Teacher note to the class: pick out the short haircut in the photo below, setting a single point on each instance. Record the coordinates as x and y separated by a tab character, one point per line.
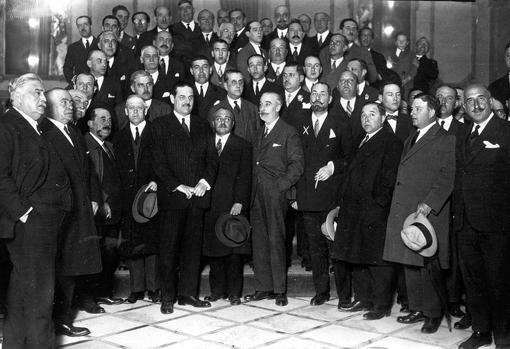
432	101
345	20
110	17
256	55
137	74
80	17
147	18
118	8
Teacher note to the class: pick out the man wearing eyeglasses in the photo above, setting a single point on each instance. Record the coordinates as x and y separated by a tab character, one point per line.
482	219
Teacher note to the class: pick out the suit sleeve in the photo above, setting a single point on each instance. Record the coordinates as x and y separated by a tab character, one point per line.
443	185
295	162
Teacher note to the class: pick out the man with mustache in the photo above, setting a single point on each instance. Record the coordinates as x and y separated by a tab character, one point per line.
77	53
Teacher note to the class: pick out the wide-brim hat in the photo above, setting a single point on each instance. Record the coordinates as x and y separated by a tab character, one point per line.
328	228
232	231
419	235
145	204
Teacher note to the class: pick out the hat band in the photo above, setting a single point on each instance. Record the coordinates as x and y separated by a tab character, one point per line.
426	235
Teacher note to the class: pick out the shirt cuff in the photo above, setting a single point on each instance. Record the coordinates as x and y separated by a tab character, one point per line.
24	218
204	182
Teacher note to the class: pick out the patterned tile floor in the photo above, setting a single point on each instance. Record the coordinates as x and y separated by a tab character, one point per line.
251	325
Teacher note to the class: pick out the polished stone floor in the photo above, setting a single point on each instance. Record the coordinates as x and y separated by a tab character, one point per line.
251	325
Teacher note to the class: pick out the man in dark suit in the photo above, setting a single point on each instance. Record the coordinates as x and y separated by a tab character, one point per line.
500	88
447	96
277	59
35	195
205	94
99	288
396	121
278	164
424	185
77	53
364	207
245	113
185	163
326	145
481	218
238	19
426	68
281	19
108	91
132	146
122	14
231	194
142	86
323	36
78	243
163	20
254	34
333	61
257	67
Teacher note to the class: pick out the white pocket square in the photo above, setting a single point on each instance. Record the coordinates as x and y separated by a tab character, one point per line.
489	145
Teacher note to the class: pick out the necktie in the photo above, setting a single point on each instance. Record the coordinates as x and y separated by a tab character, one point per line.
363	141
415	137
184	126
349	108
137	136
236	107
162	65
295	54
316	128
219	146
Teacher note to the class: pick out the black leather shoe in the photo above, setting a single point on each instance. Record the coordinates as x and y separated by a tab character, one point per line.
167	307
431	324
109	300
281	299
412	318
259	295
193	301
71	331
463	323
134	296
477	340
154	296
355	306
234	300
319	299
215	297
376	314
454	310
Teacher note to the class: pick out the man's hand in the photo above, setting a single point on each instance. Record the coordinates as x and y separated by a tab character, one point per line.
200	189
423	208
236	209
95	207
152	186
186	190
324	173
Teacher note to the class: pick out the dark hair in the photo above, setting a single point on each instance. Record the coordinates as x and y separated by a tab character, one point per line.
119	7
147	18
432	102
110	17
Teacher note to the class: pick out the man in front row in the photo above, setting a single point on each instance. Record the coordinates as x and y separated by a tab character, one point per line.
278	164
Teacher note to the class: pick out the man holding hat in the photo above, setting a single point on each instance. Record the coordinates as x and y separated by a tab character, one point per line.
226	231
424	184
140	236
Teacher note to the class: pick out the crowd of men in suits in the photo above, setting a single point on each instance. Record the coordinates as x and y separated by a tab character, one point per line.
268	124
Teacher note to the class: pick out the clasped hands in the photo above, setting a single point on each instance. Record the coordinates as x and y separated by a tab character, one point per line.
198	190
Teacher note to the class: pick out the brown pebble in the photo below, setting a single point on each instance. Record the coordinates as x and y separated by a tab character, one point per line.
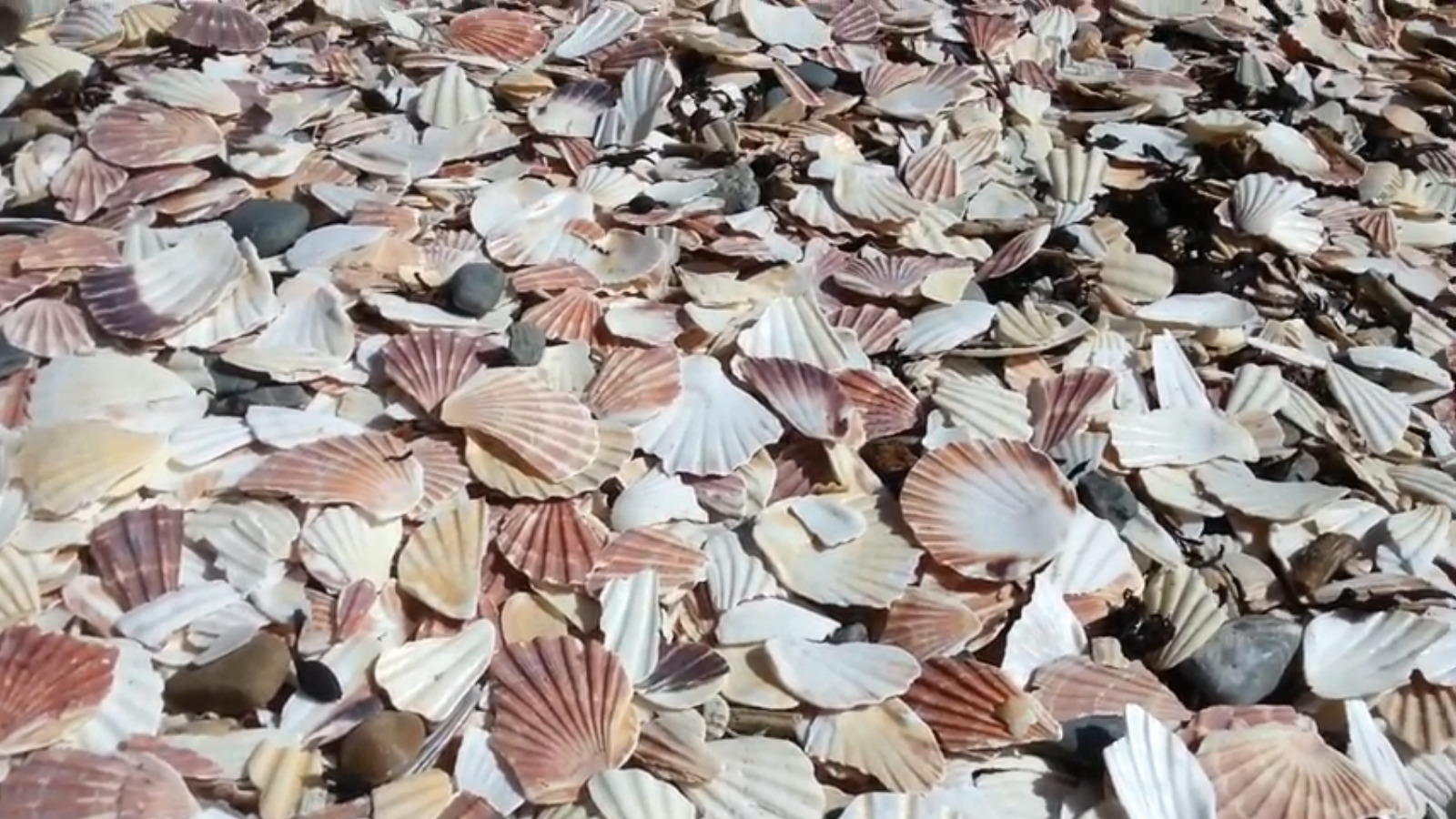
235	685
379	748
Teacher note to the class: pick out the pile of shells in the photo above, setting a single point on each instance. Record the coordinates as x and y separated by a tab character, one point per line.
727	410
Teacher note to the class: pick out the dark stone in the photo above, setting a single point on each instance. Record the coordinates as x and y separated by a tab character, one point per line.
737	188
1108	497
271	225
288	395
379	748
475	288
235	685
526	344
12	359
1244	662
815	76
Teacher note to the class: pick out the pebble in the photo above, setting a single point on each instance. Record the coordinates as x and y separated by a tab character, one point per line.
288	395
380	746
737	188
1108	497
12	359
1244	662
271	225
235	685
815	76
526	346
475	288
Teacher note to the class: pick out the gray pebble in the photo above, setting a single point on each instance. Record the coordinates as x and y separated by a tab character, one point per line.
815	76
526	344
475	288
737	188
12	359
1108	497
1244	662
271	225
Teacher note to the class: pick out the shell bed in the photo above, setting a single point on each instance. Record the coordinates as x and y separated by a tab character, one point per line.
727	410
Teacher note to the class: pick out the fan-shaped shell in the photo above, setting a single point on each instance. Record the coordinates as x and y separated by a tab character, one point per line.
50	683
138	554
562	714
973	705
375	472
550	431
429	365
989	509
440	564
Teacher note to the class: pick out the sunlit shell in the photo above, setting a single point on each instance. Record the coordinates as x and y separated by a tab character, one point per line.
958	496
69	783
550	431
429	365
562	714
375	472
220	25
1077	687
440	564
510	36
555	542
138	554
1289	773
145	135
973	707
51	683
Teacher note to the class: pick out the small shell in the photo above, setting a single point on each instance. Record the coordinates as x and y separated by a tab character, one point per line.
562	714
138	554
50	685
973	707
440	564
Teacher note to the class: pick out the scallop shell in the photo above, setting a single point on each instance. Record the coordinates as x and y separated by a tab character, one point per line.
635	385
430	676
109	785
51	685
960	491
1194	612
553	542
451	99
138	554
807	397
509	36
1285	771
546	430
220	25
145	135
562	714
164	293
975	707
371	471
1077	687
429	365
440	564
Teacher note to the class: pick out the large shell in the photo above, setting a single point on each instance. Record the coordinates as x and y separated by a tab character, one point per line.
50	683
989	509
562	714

- **The problem**
Copy out the records above in full, exactly as written, but not the pictures.

- **Complete answer**
Teacher note to the class: pick out the short haircut in the photo below, setting a single point on each instance. Record the coordinates as x and y separated by a tab character, one point per line.
432	101
345	20
110	17
256	55
137	74
80	17
147	18
118	8
Teacher note to the class: pick out the man wearing eyeglasses in the photo above, setting a single point on each instance. Record the coordinates as x and y separated by a tab character, one point per line.
482	219
Teacher note to the class: pick out the suit sleeve in the photo above, setting a single point on each instance. Record the coordinates as x and y separated by a tab character, one point per line.
443	185
295	162
Teacher note to the class: pick out the man with mustache in the photo above, setting a single point on each instance. Record the coordinates as x and y separated by a tab character, one point per line.
77	53
Teacher note to the class: pick out the wide-brim hat in the photo above, setting a single point on each instance. Record the coordinates as x and y separated by a tab character, one point per line.
328	228
232	231
419	235
145	204
Teacher note to the class: pick out the hat band in the photo above, setting a single point on each instance. Record the coordinates as x and y separated by a tab character, one point per line.
426	235
Teacher note to the class: pick out the shirt cuff in the photo above, setting a single point on each instance. Record the coordinates as x and y separated by a tab character, one point per line.
24	218
204	182
Teacher note to the class: pick out the patterned tile floor in the photo above, setting a single point on each instance. Record the coordinates as x and y separated by a tab character, one point per line.
251	325
Teacher note to the class: pick out the polished stone floor in the photo above, setting a single point on each instance. Record the coordinates as x and y separated by a tab character, one point per line.
251	325
Teacher note to the class: pick out the man in dark suit in the photo above, setting a single point on each instance. Record the coordinates as x and y separated by a tab character, one point per line.
500	88
447	96
277	59
35	195
205	94
99	288
396	121
278	164
424	185
77	53
364	207
245	113
185	163
326	145
481	218
238	19
426	68
281	19
108	91
132	146
122	14
231	194
142	86
323	36
78	243
163	20
254	34
333	61
257	67
Teacher note to the class: pick out the white pocket square in the photo above, setting a single point on each instance. Record the coordinates as x and y separated by a tab character, one point per line.
489	145
Teacher note to the class: pick out the necktie in the photo above, setting a single point on each instance. Record the coordinates as x and y separated by a tab character, one point per line.
363	141
415	137
184	126
349	108
137	136
236	107
162	65
295	54
316	128
219	146
Teacher note to the class: pick out the black leather shoe in the photo above, setting a single point on each instance. Record the coordinates as x and y separated by a tab character, one point per line.
167	307
431	324
109	300
281	299
412	318
259	295
193	301
71	331
463	323
134	296
477	340
154	296
355	306
234	300
319	299
215	297
376	314
454	310
Teacher note to the class: pick out the man's hand in the photo above, setting a single point on each instance. Record the coordinates as x and y separated by a tab character, one point per line.
200	189
423	208
236	209
95	207
152	186
186	190
324	173
Teacher note to the class: pick out the dark hair in the photo above, setting a single point on each instance. Record the coordinates as x and y separated by a tab character, one point per line.
119	7
147	18
432	102
110	17
Teacher note to the class: pick out the man in front row in the photo above, setting a single point on each instance. Record the coordinates as x and y separated by a tab character, one point per line.
278	164
Teacher note to the class: pick out the man holding hat in the photo above, setting a single point on each instance. Record the coordinates as x and y separated by a tab character, one point per line.
226	231
424	184
140	236
Teacher note to the class: pick out the crowd of men in suits in the photo above, setting a single point on each instance. Record the coordinates as x and y separated by a tab character, one point per line.
268	124
Teacher note to the class: pick out the clasped hands in the photo above, setting a single point on each instance. Record the coordinates as x and y separated by a tab character, one point per line.
198	190
Teacher note to the class: pick out the brown pebble in the photo below, setting a single point on each instance. Record the coordinates as x and y separated by a tab character, one point per line.
235	685
379	748
Teacher note to the class: pick out the pile of shells in the photo above, setting a single point on each instance. Record the coordinates as x and y separated by a tab character, one point per line.
727	410
Teacher note to the class: pick out the dark stone in the photo above, setting a single point on each instance. Record the coordinates as x and y separated by a tab character, one point per line.
737	188
1108	497
271	225
288	395
379	748
475	288
235	685
526	344
12	359
1244	662
815	76
Teacher note to the class: pick out the pebble in the photo above, setting a single point on each instance. Record the coordinates as x and y separated by a tab character, one point per line.
288	395
380	746
737	188
1108	497
12	359
1244	662
271	225
235	685
815	76
526	346
475	288
Teacher note to the class: pick out the gray pebble in the photo above, setting a single point on each instance. Record the coordinates as x and y separated by a tab character, one point per line.
815	76
526	344
475	288
737	188
12	359
1108	497
1244	662
271	225
Teacher note to the class: pick out the shell bed in the photo above, setting a single point on each instance. Record the coordinates as x and y separated by a tab character, one point per line.
727	410
Teacher note to the class: pick out the fan-shaped shell in the photo above, setting a single point on each instance. Record the coordinates as x and y separated by a tab character, one point per line.
50	683
138	554
562	714
973	705
375	472
550	431
429	365
989	509
440	564
Teacher note to the class: pick out the sunlit shell in the photo above, setting a single point on each instance. Record the coordinates as x and y separated by a tab character, one point per line.
958	496
69	783
550	431
429	365
562	714
375	472
220	25
1077	687
440	564
510	36
555	542
138	554
1289	773
145	135
973	707
51	683
Teacher note to the class: pick out the small shell in the photo above, setting a single point on each instance. Record the coordinates as x and y separated by a tab character, one point per line.
562	714
138	554
50	685
973	707
440	564
Teacher note to the class: pick out the scallop shell in the photo above, setting a single point on each instance. Record the coordinates as x and y separated by a tab character, one point per line.
635	385
430	676
109	785
51	685
960	491
1194	612
553	542
451	99
138	554
807	397
509	36
1285	771
546	430
220	25
145	135
562	714
164	293
975	707
371	471
1077	687
429	365
440	564
Teacher note to the class: pick out the large shell in the photo above, setting a single point on each instance. Record the coordinates as x and y separated by a tab character, one point per line.
50	683
989	509
562	714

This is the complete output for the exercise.